▸ Annotated coordinate records:

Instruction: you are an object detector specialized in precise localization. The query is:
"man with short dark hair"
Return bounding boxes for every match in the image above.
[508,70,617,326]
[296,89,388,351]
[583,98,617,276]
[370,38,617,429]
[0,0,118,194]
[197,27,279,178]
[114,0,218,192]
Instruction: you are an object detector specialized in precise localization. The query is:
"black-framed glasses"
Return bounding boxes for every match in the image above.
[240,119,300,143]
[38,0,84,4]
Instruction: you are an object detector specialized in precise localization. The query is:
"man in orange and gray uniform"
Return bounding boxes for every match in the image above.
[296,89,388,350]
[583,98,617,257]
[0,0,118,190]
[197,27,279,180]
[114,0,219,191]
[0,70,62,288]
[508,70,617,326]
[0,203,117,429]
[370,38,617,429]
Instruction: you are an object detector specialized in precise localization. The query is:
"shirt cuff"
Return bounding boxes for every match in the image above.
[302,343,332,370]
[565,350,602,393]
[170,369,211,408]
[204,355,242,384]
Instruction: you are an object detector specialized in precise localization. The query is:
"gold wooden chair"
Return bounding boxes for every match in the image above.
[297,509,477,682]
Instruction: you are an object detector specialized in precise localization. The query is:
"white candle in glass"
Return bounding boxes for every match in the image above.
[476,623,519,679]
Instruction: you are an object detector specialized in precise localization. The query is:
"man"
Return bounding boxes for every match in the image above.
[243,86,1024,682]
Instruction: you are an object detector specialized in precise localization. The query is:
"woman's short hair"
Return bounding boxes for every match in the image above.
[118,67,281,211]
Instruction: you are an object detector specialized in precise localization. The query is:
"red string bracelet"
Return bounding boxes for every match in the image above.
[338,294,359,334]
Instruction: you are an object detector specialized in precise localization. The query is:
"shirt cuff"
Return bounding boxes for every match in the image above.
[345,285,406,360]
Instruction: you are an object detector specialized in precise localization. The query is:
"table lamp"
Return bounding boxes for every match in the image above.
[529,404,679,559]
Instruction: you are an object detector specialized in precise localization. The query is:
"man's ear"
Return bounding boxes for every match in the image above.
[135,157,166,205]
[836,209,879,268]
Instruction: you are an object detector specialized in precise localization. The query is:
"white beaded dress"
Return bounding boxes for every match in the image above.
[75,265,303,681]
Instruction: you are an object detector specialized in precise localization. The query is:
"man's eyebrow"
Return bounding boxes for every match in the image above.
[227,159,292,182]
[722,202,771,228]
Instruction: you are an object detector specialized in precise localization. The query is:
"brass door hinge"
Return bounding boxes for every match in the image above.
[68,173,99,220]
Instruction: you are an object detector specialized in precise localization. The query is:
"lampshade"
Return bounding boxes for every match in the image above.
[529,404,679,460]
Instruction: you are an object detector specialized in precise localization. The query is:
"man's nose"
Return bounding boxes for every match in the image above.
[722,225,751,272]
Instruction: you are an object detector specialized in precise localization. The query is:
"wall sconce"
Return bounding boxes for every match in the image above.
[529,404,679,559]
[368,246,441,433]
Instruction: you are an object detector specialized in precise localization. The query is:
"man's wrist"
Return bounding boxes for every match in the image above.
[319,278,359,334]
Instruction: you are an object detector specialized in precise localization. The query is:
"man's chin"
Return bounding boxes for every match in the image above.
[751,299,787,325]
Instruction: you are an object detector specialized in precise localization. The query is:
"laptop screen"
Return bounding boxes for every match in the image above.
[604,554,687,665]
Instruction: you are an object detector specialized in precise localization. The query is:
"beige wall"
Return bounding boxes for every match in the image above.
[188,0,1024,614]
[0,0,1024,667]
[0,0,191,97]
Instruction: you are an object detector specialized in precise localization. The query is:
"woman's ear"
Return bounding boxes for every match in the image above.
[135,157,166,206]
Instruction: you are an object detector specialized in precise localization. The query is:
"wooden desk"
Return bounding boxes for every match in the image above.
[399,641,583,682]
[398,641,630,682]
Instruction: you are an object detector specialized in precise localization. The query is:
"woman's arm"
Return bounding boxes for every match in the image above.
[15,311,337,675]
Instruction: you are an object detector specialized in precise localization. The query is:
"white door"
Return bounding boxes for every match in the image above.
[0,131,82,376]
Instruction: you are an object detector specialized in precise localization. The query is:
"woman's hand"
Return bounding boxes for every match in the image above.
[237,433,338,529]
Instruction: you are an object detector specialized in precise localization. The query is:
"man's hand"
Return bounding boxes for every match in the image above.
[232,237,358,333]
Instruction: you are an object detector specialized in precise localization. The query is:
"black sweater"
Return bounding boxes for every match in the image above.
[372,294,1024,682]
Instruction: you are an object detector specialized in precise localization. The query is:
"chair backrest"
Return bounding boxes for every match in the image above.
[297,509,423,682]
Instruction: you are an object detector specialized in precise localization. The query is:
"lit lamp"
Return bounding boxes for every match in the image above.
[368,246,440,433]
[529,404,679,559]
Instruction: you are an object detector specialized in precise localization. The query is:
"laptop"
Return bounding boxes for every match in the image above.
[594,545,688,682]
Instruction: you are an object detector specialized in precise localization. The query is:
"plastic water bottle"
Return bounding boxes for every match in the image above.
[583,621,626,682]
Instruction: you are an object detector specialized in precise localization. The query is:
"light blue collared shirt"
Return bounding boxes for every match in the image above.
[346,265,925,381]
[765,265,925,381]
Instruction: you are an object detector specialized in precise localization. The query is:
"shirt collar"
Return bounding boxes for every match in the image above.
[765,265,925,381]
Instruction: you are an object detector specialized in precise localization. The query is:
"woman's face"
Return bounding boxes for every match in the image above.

▸ BRIEF: Show every line of the records that contains the word "shirt".

▸ EXERCISE RESPONSE:
"shirt cuff"
"shirt cuff"
"light blue collared shirt"
"shirt collar"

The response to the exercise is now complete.